Aim of the task: Your answer must be the full listing, reproduced exactly.

Records for processing:

══════════

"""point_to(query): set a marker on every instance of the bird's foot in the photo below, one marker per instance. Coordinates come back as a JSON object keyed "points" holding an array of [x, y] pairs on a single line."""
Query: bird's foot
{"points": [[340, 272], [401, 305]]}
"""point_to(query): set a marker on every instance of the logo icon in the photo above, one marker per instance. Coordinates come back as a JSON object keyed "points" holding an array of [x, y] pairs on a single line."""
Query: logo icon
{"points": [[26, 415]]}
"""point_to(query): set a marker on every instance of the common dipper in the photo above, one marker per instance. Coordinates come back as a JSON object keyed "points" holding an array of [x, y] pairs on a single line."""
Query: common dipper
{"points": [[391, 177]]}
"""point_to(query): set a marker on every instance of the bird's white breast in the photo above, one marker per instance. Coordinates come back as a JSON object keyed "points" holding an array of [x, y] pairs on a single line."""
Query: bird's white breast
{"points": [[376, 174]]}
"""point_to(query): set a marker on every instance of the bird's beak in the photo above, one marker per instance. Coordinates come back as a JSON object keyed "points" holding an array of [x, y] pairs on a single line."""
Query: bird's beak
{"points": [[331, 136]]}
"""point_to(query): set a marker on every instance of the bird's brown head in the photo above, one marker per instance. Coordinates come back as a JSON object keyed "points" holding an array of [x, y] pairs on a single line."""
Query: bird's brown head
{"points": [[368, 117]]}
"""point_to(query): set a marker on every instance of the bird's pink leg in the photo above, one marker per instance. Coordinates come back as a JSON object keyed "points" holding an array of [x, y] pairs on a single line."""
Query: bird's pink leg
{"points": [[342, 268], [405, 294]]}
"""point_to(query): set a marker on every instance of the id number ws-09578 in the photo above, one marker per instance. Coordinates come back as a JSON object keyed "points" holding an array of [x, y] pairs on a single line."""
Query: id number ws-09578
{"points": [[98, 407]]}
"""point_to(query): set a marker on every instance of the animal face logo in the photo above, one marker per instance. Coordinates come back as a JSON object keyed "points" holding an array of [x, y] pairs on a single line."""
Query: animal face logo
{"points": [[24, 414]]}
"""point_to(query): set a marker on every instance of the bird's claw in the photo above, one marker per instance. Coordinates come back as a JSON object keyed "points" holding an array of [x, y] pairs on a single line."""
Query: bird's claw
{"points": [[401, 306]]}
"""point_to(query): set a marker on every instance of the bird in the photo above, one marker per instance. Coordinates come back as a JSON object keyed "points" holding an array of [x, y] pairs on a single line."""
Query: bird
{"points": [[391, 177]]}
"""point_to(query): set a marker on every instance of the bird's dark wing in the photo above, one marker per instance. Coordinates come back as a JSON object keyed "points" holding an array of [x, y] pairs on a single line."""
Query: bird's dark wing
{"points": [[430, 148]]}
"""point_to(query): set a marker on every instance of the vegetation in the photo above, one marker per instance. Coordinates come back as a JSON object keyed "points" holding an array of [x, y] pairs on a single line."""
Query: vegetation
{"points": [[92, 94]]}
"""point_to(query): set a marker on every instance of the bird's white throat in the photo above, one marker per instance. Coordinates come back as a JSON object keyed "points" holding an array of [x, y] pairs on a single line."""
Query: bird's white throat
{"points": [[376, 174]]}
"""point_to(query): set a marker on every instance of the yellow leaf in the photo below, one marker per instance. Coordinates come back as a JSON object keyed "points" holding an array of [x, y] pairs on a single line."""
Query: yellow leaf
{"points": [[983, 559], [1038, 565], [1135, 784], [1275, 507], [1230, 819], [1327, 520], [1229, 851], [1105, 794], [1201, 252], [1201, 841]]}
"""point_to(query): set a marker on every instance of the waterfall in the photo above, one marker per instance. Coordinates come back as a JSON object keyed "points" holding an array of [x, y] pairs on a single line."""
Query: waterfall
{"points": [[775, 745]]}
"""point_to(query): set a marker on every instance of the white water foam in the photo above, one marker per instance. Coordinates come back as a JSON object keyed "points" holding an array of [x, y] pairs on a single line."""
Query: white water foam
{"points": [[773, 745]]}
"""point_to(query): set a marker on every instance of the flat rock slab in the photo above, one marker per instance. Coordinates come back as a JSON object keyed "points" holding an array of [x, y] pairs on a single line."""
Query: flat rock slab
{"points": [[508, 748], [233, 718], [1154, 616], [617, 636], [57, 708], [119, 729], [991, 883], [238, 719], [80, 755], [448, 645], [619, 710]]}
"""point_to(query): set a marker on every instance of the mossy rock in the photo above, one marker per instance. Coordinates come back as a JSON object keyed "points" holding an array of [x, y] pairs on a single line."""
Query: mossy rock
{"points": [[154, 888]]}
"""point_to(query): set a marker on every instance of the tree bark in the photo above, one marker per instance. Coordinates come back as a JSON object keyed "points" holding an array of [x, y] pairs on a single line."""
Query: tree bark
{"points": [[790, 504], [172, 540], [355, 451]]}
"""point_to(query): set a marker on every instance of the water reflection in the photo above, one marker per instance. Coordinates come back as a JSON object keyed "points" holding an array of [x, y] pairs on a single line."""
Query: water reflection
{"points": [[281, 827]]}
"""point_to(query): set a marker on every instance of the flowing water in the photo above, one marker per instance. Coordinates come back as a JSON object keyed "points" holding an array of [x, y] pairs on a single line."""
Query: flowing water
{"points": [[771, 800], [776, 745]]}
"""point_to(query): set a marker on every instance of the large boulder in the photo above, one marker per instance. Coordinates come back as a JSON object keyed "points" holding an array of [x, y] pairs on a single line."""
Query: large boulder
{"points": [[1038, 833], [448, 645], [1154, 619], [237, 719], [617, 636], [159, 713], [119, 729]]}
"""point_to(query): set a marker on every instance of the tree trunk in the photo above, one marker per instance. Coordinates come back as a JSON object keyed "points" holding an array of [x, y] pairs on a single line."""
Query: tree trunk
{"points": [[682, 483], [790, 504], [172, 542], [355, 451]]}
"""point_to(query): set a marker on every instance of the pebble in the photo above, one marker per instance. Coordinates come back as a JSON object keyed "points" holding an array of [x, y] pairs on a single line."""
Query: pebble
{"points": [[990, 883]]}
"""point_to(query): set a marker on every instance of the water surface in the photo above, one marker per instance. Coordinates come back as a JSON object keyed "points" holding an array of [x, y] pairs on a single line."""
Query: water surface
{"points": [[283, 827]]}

══════════

Exercise response:
"""point_to(query): set a marker on every instance of the bird's foot in the photo below, one marker per instance. Coordinates come back as a JSON object keyed "points" holding an array of [x, y] pairs on a single line."""
Query: bird's foot
{"points": [[340, 272], [401, 305]]}
"""point_to(query): set a marker on every instance of the logo icon in the photo above, one marker per instance. Coordinates come back as a JSON object keyed "points" holding an array of [x, y] pairs on a single line."""
Query: logo icon
{"points": [[26, 415]]}
"""point_to(query): set a marker on every instance of the common dipper in the photo above, one marker per instance. Coordinates come back as a JSON object keyed "points" holding an array of [x, y] pairs on a single line."""
Query: common dipper
{"points": [[391, 177]]}
"""point_to(query): set a marker on every instance of the bird's white breast in the photo above, one marker per instance. Coordinates come back as a JSON object keyed "points" holding an array of [x, y] pairs on a single line."""
Query: bird's white breast
{"points": [[376, 174]]}
"""point_to(query): set a marker on every instance of the bird's beak in the photo above, one marker per instance. Coordinates come back as a JSON object keyed "points" holding an array of [x, y] pairs on a single line."""
Query: bird's beak
{"points": [[331, 136]]}
"""point_to(query): set a marker on every instance of the bird's brown head in the photo above, one marker per instance. Coordinates come back as a JSON object keyed "points" holding an array of [x, y] pairs on a single line."""
Query: bird's brown head
{"points": [[368, 117]]}
"""point_to(query): set a marker on every instance of the bird's pink leg in the photo above, one marker per instance. Coordinates come back as a JSON object keyed "points" holding an array of [x, y] pairs on a single line."""
Query: bird's pink leg
{"points": [[342, 268], [405, 294]]}
"""point_to(query): set a marker on every instance of the id number ws-09578 in the photo above, one marker per instance. Coordinates come back as a JSON object keyed "points" holding an array of [x, y] pairs on a single line."""
Query: id number ws-09578
{"points": [[98, 407]]}
"""point_to(query): set a marker on every instance of the animal face logo in the photo above, one marker per instance. Coordinates come back as a JSON object keyed "points" holding an array of [x, y] pairs on a single line."""
Query: animal face logo
{"points": [[24, 414]]}
"""point_to(query): set a marker on every instance of the bird's claw in the photo above, one marker per instance. Coordinates come back as a JSON object keyed "points" holding an array of [x, y] pairs on a single line."""
Query: bird's claw
{"points": [[401, 306]]}
"""point_to(query): set a marker on every instance of the bird in the photo above, one marker per instance. Coordinates come back as a JSON object keyed "points" holding an array of [x, y] pairs on a single line."""
Query: bird
{"points": [[391, 177]]}
"""point_to(query): set a marker on every instance of the bird's dark wing in the photo above, one marker per instance. Coordinates come back as a JSON object keyed "points" holding an array of [x, y] pairs on a single line."""
Query: bird's dark wing
{"points": [[430, 148]]}
"""point_to(query): set a marker on every instance of the vegetation in the photo above, one marker per instance. Coordinates come back as a JSON object keyed "points" holding an array of [x, y] pairs on a single line."""
Query: vegetation
{"points": [[92, 94]]}
"""point_to(query): set a marker on every instance of the bird's white throat in the photo above, one marker per instance. Coordinates come back as a JSON object keyed "points" holding an array of [x, y] pairs on a single line."""
Query: bird's white throat
{"points": [[376, 174]]}
"""point_to(query): set a marker on every instance of the yellow leaf in the photo below, one marker per instance. Coordinates come back as a JSON object keyed "points" holding an array of [x, y] pairs on a single line."""
Query: yellow leaf
{"points": [[983, 559], [1038, 565], [1135, 784], [1275, 507], [1230, 819], [1327, 520], [1229, 851], [1105, 794], [1201, 252], [1201, 841]]}
"""point_to(query): set a marker on every instance of the waterfall in the photo above, one marker per instance. Coordinates come back as a JSON object keyed "points" holding an array of [x, y] pairs on a single line."""
Query: waterfall
{"points": [[775, 745]]}
"""point_to(query): set a marker on every instance of the white water foam in the photo above, one marker per instance. Coordinates come back as a JSON object keyed "points" holding an array of [x, y] pairs on a single line."""
Query: white water foam
{"points": [[773, 745]]}
"""point_to(query): set a marker on every instance of the flat rock slab in the photo above, one marker per instance. Coordinates come back as a JSON object keyed "points" holding an array of [x, y] pairs on a single line."""
Query: flat rock slab
{"points": [[508, 748], [233, 718], [1154, 616], [617, 636], [57, 708], [119, 729], [991, 883], [238, 719], [80, 755], [448, 645], [619, 710]]}
"""point_to(query): set a marker on every instance of the mossy rock in the photo above, one marker per instance. Coordinates come back as a JSON object keyed "points" holding an array of [x, y] pairs on a single line."""
Query: mossy rock
{"points": [[154, 888]]}
"""point_to(query): set a marker on every instance of the tree bark in the photo above, one marker per instance. Coordinates come back as a JSON object keyed "points" holding an array of [x, y] pairs on a single line."""
Query: tree bark
{"points": [[790, 504], [172, 540], [355, 451]]}
"""point_to(query): set a marker on every instance of the water reflection in the photo above, one marker per instance. Coordinates come back as a JSON object keyed "points" holding an array of [x, y] pairs on a single line."""
Query: water reflection
{"points": [[281, 827]]}
"""point_to(query): set a marker on every instance of the flowing water in the photo above, one marker per instance. Coordinates come back as a JSON object keyed "points" holding an array of [x, y] pairs on a single line."""
Query: flowing water
{"points": [[771, 800], [776, 745]]}
"""point_to(query): set a marker on every instance of the large boulder in the photo above, one marker per instance. Coordinates come back as a JSON object keyed "points" holding an array of [x, y] pairs on a single line."""
Query: large boulder
{"points": [[1038, 833], [448, 645], [1154, 619], [237, 719], [617, 636], [159, 713], [119, 729]]}
"""point_to(query): set a marker on every instance of the tree trunk in the photo above, one marker per instance. Coordinates come back as a JSON object keyed "points" holding an array of [x, y] pairs on a single line."""
Query: tree trunk
{"points": [[682, 483], [790, 504], [172, 542], [355, 451]]}
"""point_to(query): set a marker on every instance of the pebble in the photo above, one marker per instance. Coordinates come back as a JSON object keyed "points" holding an array of [x, y] pairs on a single line."""
Query: pebble
{"points": [[990, 883]]}
"""point_to(query): set a marker on every instance of the water surface in the photo above, one marker per instance. Coordinates come back as a JSON object keyed "points" holding an array of [x, y] pairs on a single line."""
Query: water surface
{"points": [[283, 827]]}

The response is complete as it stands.